Assignment → Please return the data that follows precisely as written, but without the images.

[Items listed in a dataset]
=== Section Start ===
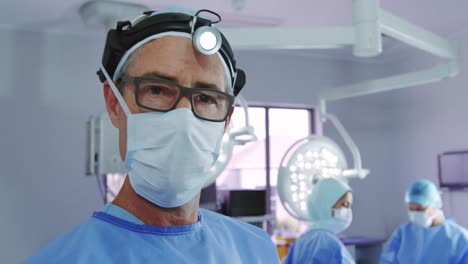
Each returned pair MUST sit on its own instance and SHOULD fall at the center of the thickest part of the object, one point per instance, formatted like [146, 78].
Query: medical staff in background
[170, 80]
[428, 237]
[329, 207]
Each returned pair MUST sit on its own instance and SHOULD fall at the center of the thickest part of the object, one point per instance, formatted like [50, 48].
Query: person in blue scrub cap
[329, 208]
[428, 237]
[171, 101]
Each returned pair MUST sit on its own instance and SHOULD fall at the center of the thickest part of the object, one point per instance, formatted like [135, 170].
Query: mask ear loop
[116, 92]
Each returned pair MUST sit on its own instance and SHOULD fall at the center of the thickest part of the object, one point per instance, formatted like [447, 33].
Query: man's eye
[156, 90]
[206, 98]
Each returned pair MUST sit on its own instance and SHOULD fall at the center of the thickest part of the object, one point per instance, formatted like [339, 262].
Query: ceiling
[445, 18]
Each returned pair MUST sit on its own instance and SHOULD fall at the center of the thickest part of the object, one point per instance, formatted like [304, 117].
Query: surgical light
[307, 161]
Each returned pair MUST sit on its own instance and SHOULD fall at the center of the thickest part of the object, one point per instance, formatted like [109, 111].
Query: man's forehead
[174, 55]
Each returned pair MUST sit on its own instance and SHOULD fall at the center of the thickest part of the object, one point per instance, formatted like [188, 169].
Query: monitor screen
[453, 169]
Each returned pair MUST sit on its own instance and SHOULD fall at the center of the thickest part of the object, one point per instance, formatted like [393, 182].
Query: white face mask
[169, 154]
[341, 220]
[420, 218]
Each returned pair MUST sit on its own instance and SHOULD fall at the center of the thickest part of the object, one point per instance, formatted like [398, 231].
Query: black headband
[126, 35]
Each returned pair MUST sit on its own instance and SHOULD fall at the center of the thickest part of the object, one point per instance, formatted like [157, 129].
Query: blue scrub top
[113, 235]
[318, 246]
[446, 243]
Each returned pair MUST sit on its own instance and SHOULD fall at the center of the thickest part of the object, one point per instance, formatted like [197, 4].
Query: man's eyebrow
[207, 85]
[160, 75]
[199, 84]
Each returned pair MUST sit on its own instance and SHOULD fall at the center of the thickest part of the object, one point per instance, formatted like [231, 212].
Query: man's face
[173, 58]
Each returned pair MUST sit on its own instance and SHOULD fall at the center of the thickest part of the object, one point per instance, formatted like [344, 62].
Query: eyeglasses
[162, 95]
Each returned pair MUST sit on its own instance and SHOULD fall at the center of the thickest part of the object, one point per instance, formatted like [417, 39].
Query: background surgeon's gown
[446, 243]
[115, 236]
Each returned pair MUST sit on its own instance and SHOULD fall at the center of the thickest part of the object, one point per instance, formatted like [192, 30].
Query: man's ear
[228, 119]
[112, 104]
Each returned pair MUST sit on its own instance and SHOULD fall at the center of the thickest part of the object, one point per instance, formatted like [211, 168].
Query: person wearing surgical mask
[171, 101]
[329, 208]
[428, 237]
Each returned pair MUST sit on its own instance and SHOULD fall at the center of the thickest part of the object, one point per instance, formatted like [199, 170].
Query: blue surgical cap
[425, 193]
[326, 193]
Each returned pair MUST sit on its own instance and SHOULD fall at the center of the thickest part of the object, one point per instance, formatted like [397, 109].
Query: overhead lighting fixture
[106, 13]
[306, 162]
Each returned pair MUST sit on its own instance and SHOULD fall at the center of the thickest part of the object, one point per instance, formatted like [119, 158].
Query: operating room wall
[48, 91]
[400, 134]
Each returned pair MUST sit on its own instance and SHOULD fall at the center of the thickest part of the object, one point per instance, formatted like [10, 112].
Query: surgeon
[329, 207]
[169, 81]
[428, 237]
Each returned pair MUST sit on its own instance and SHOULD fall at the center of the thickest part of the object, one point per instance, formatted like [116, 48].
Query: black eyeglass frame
[184, 92]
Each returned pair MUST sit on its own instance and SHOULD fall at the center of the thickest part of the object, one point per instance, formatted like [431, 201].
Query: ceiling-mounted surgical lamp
[366, 25]
[106, 13]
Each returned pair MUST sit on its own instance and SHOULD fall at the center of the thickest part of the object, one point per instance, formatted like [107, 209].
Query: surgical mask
[341, 220]
[420, 218]
[169, 154]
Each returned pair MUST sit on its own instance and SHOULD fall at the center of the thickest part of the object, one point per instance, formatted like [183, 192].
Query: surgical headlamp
[205, 37]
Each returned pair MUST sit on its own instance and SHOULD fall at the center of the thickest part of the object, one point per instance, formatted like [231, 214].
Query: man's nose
[184, 102]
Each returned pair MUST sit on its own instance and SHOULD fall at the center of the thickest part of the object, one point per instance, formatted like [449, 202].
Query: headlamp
[207, 40]
[205, 37]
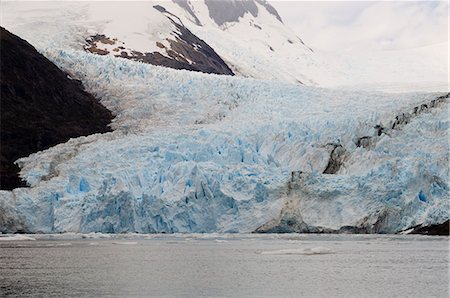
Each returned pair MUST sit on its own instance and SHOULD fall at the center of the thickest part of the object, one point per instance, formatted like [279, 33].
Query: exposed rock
[338, 155]
[231, 10]
[185, 50]
[435, 230]
[40, 106]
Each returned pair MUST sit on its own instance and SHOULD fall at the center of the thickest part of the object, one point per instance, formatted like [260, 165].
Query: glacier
[193, 152]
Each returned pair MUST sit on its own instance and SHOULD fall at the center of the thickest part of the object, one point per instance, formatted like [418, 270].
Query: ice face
[207, 153]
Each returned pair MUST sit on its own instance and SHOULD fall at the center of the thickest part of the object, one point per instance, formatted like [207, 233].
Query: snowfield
[206, 153]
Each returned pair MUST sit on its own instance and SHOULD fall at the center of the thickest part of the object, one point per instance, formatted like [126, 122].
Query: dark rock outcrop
[40, 106]
[435, 230]
[185, 50]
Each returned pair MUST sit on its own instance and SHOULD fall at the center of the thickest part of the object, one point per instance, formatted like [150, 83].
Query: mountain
[263, 150]
[41, 106]
[246, 38]
[194, 152]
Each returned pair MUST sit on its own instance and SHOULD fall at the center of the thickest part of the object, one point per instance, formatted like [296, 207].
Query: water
[288, 265]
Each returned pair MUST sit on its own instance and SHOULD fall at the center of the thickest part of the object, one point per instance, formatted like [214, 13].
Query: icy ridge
[207, 153]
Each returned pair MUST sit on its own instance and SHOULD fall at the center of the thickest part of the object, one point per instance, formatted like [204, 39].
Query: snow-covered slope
[201, 153]
[251, 39]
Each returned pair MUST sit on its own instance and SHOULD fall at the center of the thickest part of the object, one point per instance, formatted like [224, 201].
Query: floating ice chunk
[16, 238]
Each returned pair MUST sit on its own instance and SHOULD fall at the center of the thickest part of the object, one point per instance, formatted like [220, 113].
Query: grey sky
[346, 25]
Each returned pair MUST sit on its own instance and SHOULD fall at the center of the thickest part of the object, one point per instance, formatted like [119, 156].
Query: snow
[207, 153]
[16, 238]
[199, 153]
[242, 45]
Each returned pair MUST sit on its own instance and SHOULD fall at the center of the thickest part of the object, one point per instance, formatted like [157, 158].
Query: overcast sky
[346, 25]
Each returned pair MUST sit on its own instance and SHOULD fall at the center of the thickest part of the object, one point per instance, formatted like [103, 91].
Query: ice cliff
[207, 153]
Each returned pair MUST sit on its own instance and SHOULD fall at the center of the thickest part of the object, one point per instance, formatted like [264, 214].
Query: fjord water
[249, 265]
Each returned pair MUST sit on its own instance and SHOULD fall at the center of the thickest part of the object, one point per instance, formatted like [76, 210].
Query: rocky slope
[41, 106]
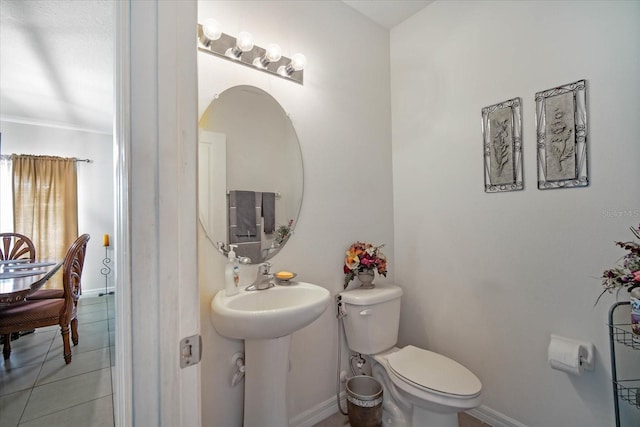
=== Section End ===
Expected answer →
Each returned pair MUST sit on its own instance and SHOULD fall at the center of the thickest part of the object, one point per instance, formatted like [146, 78].
Query: medical staff in background
[170, 80]
[428, 237]
[329, 207]
Each returned pair MUST sit on its own instance and SHOULD fall at the center of the thickest part of the object, one point per instance, formatted like [50, 48].
Query: person in blue scrub cap
[329, 208]
[428, 237]
[171, 101]
Each returned pair MUST sit on its own instance and SHOULD fall at the center of the thickest part of the object, one point per instance, formatted like [135, 170].
Query: mask ear loop
[116, 92]
Each returned pair MUST sit on its own instance and SHOULD fall at the center of the thickest part of the object, one point per instance, formatted like [447, 33].
Query: man's eye
[156, 90]
[206, 98]
Each returned pair MUST sit on its own instance and SHOULD fall at the center of the thickest part of the object, one point per instance, formatted like [339, 262].
Query: ceiling
[445, 18]
Each returned pair MUST sit on its own instance and SHOULD fall at the center of the thickest part of the object, one point per instance, formatted like [304, 117].
Query: surgical light
[307, 161]
Each returned pair MUST sit on its own instance and SHOULD fall at the center of the thickest part of the object, one point per instance, formatted like [109, 111].
Query: man's forehead
[174, 55]
Each returned pair MUST sit on its own instance and SHOULD fall at the center of the thickest part of the object, one point per instance, formatted like [188, 169].
Query: monitor screen
[453, 169]
Each returned pair MUST sit on its own instance and SHOULD fall at the center of the thickest part of the object, one point per instance, formatted like [393, 182].
Query: white face mask
[169, 154]
[341, 220]
[420, 218]
Each returned pair MUST sit on its own instance and SHOULD fall at the center of the thickest part of the object, one point per instance, formatted like [398, 231].
Query: black headband
[126, 35]
Each returned pair MUST sit on its own instance and SHOULD fall at the center of the thickest part of the object, one point per instance, formatted like [157, 129].
Query: blue scrub top
[113, 235]
[318, 246]
[446, 243]
Each returned pair MUST sit on its own instance and SHOULD fall at the center of the thickest part of the object, one point per instance, formatted like [197, 4].
Query: man's eyebrow
[207, 85]
[160, 75]
[199, 84]
Each returned pair MUST sit on its own instance and SHOULD fall at the center of the thickest part of the object, one point per instance, formatted like [231, 212].
Query: man's face
[173, 58]
Each returned pair MUST sit on its own instance and SHOULD fall at the center of the thickest part of the object, one point per instance, formatted like [344, 62].
Query: eyeglasses
[162, 95]
Each returned pair MUST sit on its own instance and SHOULD fall at the center of the thickest part of the object, one point per instance, formatted like [417, 39].
Query: background surgeon's gown
[446, 243]
[115, 236]
Each returned pair MUST sit on its own instance and SHOULD fall at the center of the thickest part of the object, one point per instance, formatted like [192, 30].
Query: man's ear
[228, 119]
[112, 104]
Each returned pair MUST sit on its own instance and SHOULD fall at the center of the thickest part of the object, one point per instance, formatted like [211, 168].
Query: person wearing surgical mask
[171, 101]
[329, 208]
[428, 237]
Each returned pair MUST sit on its own instance and SHOULD fall at the center of the thickest part of the object, one point per instance, formatted like [199, 170].
Query: blue surgical cap
[425, 193]
[326, 193]
Each returned pair MUST sit on its own instance and SHOULD fall at the center of the thickest part of the object, one point per instance, formatted like [397, 109].
Query: overhead lighting fixture
[106, 13]
[306, 162]
Each returned pair MUST sit on its own instance and SHOULD fall at the center of the thickest part of the object, one point per instance, formatted like [119, 158].
Query: operating room wall
[48, 91]
[400, 134]
Each returned pair MUST sit on its own instance and SHOULD fall at the center of the thickest part of the object, one point per instance, formatted like [10, 112].
Query: surgeon
[329, 207]
[169, 81]
[428, 237]
Each returned pair MUST sit on its own instance and SHOULD fall at the center of the thickest part of the object, one point per instance, formatted like [116, 48].
Query: black eyeglass frame
[184, 92]
Each returned pair MUST sit on its own instance and SHOULD fall at the center of the thickest part of the object, one point per instance, formatted like [431, 201].
Query: ceiling-mounted surgical lamp
[366, 25]
[106, 13]
Each returned pair MUST sit on its own instance and SHOULD fall at the center of the thickest part of the object, one point per instance, formatted like [107, 209].
Query: surgical mask
[341, 220]
[420, 218]
[169, 154]
Each returned pair MUST sit on its own instance and SHOULD fall at the center of the thickest part of the object, one point per instance, formatted like [183, 192].
Query: surgical headlamp
[205, 37]
Each returned pair MUST sit on its own instance and SHOULD fall at the center of the thickest part of the object, one point per instance, formatted like [231, 214].
Query: man's nose
[184, 102]
Each returned pair MUST sit on its own instance and SHOULD fall at the center of the thickest part of the object, one point per instance, formatted like [449, 202].
Query: headlamp
[207, 40]
[205, 37]
Each returned pair MUST sit on its own instance and SHOULD fall at the center of the thickest part of the object, one point per instance, formatted like [279, 33].
Query: exposed rock
[338, 155]
[231, 10]
[185, 50]
[435, 230]
[40, 106]
Each returned pair MUST sit on its own instance and SHOULD fall at the center of the thickest part of the object, one point per instance, formatted like [260, 165].
Query: glacier
[193, 152]
Each returned pair MUST sit on its own instance and SHOULD fall at the center of the thickest part of the object, one point per instance, formatted like [418, 270].
Query: ice face
[207, 153]
Each returned pair MUST sit on its own instance and SHOULD fall at the center of the thickest part of the object, one point per instance, formatted like [207, 233].
Query: snowfield
[206, 153]
Each returned pair MUST sit on its own instance and SHOULD fall at the center of the thickest part of the object, one point per instance, formatted like [126, 122].
Query: dark rock outcrop
[40, 106]
[435, 230]
[185, 50]
Each returned pair MUST sit on its own instance and SHOULD fall at the center of the thickest part of the object, one point per instance, formatted like [150, 83].
Query: mountain
[263, 150]
[41, 106]
[246, 38]
[194, 152]
Each returned pair MUST sit on its own instance and SHOULD fall at the center of the thickest part of the object, one point per instance, formatted like [296, 207].
Query: water
[288, 265]
Each returned pair MUST sit on its own instance and SHOULD fall at the center of the thickest part of the object, one point per instance, formatted like [214, 13].
Query: icy ridge
[207, 153]
Each returned pair MUST sit on its own instance and SHOULD fall at the center of the thickest part of the object, one point per instance, formatted like [204, 39].
Query: snow-covered slope
[201, 153]
[251, 39]
Each returned pair MUST sit on its own instance and SHOULD fall at the center of the thickest part of the object, one point per instance, formatted like [224, 201].
Query: floating ice chunk
[16, 238]
Each returned pair MUST sit on its own instance and SHOULD fall at the center of the thickest part of the object, one point per instance, formatted like [220, 113].
Query: grey sky
[346, 25]
Each returned pair MUST sit on its own instance and SHOULD fall at the center of the thickest part of the object, one point per instance, formatted like [119, 156].
Query: snow
[207, 153]
[16, 238]
[199, 153]
[242, 45]
Each returned pair MUST sit on its own instance and SHOULD fall at the center of the thickest part of the object, one point per instance, formatted like [157, 158].
Query: overcast sky
[346, 25]
Each returned pair MUST sit on its own instance and SHOULD fall at the center of the thickest part of the object, one point per instance, formatted like [103, 91].
Query: ice cliff
[207, 153]
Each returned pair MUST sit on its own instance and SHOULD fall at the center of the thickest part of the object, one point per instance, formatted like [264, 214].
Query: fjord water
[249, 265]
Each returned pair MUST sit on its own instance and SHOULD fall at the center of the thickest part of the object, one point per instance, formatted like [76, 210].
Query: rocky slope
[41, 106]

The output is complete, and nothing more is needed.